Task description >> Swap "noun phrase" for "search term" in the data below, starting at the line containing "green bush, the" and ending at the line containing "[[568, 363]]". Reproduce only those lines, with everything else left unchanged.
>> START
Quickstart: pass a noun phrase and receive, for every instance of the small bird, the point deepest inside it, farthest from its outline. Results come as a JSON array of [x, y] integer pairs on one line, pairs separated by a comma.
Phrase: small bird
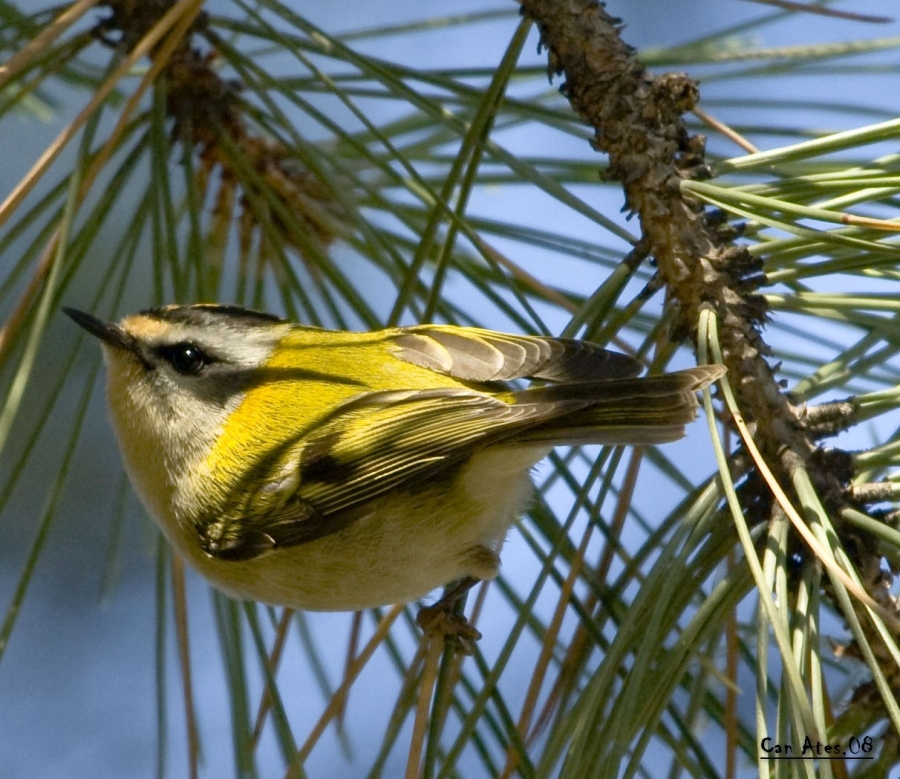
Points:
[[332, 470]]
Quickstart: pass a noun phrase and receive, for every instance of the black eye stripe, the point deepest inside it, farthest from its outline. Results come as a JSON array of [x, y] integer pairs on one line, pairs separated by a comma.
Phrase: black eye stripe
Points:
[[186, 358]]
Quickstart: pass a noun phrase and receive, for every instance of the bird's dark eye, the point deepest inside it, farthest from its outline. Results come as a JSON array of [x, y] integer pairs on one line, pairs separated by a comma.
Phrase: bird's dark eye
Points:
[[186, 358]]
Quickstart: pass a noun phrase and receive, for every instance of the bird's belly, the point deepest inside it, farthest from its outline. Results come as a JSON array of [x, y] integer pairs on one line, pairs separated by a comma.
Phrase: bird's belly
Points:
[[408, 544]]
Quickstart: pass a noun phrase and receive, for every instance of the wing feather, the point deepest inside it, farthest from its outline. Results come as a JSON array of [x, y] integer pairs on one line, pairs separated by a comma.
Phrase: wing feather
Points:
[[472, 354]]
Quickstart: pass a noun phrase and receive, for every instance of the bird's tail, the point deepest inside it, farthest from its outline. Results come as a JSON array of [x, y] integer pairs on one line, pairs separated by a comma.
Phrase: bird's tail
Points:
[[648, 410]]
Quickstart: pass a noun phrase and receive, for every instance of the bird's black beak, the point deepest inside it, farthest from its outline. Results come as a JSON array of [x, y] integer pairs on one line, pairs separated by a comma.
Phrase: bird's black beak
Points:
[[110, 334]]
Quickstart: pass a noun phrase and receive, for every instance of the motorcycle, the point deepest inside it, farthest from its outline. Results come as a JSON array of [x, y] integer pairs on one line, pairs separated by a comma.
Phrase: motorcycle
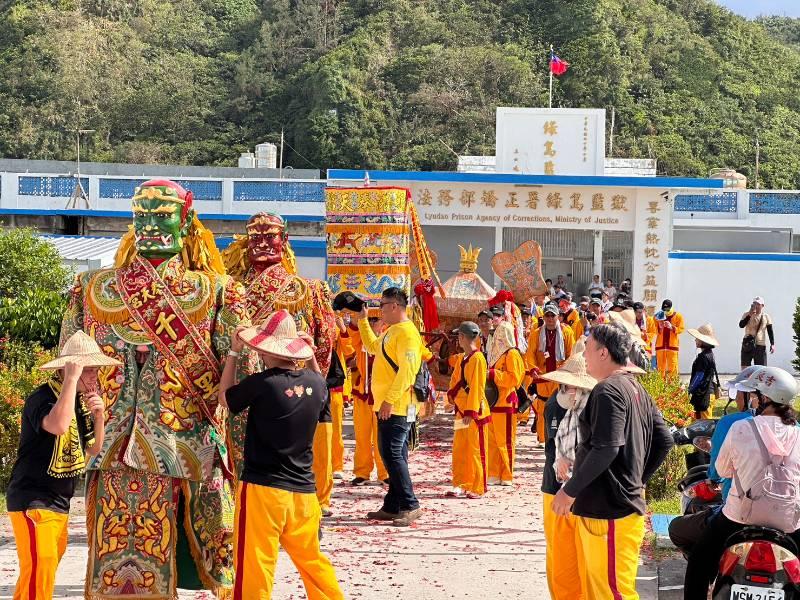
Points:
[[759, 563], [698, 493]]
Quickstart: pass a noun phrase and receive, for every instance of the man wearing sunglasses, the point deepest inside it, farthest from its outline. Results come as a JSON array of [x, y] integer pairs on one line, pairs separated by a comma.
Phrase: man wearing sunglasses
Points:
[[398, 355]]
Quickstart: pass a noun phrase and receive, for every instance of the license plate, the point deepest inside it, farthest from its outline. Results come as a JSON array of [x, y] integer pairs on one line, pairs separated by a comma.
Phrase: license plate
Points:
[[746, 592]]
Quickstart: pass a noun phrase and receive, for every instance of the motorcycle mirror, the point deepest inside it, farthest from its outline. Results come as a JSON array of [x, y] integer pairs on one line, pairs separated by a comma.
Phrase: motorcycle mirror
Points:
[[702, 427], [702, 443]]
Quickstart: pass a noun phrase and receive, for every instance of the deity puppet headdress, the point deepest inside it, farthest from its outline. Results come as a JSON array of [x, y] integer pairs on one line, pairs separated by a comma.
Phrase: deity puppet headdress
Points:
[[199, 251], [235, 255]]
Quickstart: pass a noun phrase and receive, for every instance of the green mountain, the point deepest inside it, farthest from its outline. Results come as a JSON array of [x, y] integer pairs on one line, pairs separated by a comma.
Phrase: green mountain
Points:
[[401, 84]]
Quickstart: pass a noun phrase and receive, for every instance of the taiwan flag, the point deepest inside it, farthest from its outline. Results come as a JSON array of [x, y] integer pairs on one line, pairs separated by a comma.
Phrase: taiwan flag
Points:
[[557, 66]]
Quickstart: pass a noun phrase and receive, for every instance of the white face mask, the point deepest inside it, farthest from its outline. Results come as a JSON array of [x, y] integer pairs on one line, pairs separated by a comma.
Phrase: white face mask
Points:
[[566, 399], [571, 398]]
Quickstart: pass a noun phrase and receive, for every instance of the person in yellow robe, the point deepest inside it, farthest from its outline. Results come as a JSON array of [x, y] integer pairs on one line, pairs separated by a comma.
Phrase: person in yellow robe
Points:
[[570, 316], [467, 396], [564, 564], [343, 348], [548, 347], [670, 325], [507, 371], [366, 456]]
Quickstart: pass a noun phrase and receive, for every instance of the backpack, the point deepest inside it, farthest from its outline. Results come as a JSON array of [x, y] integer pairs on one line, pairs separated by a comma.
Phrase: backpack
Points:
[[423, 382], [774, 499]]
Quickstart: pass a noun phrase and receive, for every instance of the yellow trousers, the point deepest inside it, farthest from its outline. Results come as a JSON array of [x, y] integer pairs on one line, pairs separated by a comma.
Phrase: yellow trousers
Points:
[[41, 538], [538, 408], [366, 455], [502, 444], [469, 458], [322, 466], [610, 551], [564, 564], [667, 361], [337, 444], [266, 517]]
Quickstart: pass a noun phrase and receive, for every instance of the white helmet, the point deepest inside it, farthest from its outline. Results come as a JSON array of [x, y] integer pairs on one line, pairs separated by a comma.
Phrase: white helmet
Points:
[[738, 383], [774, 383]]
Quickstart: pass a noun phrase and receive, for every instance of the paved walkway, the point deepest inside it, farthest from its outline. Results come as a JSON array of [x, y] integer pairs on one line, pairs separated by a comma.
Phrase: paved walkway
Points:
[[487, 548]]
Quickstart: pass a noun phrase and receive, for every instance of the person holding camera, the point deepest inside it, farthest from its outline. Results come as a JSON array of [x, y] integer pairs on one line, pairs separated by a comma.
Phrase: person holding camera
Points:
[[757, 327]]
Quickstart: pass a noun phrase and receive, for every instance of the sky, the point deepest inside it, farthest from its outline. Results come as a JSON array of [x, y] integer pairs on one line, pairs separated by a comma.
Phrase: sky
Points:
[[754, 8]]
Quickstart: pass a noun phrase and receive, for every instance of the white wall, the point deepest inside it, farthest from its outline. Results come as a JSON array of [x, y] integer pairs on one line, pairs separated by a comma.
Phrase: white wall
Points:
[[719, 290]]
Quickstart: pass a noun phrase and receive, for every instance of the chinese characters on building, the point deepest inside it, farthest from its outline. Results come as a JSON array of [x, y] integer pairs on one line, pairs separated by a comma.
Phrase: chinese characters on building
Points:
[[652, 255], [550, 131]]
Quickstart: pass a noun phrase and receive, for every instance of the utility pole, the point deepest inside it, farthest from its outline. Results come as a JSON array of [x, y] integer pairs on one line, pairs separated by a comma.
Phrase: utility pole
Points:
[[551, 76], [78, 193], [758, 158], [611, 137], [280, 164]]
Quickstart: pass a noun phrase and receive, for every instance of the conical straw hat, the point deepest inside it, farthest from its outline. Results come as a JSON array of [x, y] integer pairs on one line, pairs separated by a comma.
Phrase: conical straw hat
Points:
[[627, 318], [704, 333], [278, 336], [573, 373], [81, 349]]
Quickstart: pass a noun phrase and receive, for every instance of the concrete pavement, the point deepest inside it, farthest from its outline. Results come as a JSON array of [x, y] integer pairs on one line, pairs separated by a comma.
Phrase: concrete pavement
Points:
[[465, 549]]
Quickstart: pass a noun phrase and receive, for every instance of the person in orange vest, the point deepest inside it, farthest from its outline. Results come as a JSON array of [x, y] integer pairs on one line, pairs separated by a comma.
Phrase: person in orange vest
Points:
[[366, 456], [548, 347], [340, 395], [646, 324], [670, 325], [507, 371], [467, 395]]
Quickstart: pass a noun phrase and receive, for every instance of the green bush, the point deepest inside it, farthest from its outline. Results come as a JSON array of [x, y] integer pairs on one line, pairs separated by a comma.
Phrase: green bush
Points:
[[33, 316], [19, 376], [29, 262], [673, 401]]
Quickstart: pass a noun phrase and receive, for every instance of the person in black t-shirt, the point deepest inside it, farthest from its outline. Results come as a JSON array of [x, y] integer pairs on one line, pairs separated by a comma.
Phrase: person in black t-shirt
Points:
[[623, 441], [276, 500], [62, 421], [561, 414]]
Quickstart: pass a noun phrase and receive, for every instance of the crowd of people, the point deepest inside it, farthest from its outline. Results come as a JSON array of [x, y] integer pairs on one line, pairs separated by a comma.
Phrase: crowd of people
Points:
[[568, 363]]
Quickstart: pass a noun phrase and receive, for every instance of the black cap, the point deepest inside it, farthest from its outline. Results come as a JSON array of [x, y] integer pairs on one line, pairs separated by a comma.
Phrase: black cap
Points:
[[349, 301], [469, 329]]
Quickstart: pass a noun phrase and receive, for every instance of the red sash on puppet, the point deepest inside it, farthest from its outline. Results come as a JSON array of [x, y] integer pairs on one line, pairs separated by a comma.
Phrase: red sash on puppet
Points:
[[144, 293], [268, 288]]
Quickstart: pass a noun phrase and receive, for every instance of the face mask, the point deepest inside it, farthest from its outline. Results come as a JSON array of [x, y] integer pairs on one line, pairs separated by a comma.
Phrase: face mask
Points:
[[566, 398]]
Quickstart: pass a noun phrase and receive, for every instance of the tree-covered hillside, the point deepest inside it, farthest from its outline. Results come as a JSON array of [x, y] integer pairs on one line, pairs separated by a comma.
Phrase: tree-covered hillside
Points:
[[392, 83]]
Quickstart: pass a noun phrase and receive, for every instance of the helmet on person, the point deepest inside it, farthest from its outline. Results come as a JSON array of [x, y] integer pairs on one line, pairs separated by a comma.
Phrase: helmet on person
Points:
[[735, 385], [774, 383]]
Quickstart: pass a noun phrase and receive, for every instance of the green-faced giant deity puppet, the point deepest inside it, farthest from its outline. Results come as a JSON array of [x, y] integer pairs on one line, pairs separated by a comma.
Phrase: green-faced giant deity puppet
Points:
[[159, 497]]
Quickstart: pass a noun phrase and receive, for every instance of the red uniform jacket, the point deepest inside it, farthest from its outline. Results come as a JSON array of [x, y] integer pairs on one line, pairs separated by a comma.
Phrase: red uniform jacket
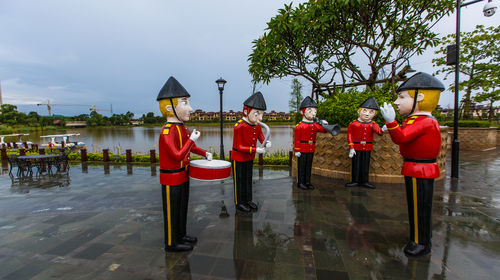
>> END
Problem solution >>
Quickstart: pass a search term and receive, for every instance of the green bush, the point deepest inside it, farthest from its outline. Results come as a JSON array of [x, y] integer pairs on one line, pairs separated by a comma.
Phrase: green bush
Points:
[[33, 316], [19, 376], [29, 262], [673, 401]]
Quickstart: pass a search term and receive, for every instance of the person in black t-shirt, the point deepest inside it, farthest from its outline. Results come as a JSON array of [x, y] integer pairs on one line, pairs separated by a comma.
Phrase: person in black t-shirt
Points:
[[623, 441], [276, 500], [62, 421], [561, 414]]
Quickstart: pass a search term and receive, for every instance of the crowd of people, the point deepest inside it, farthest from its outline. Results come as a JSON array of [x, y] integer pairs on one line, pairs separated by a comma.
Phrase: crowd of people
Points:
[[568, 363]]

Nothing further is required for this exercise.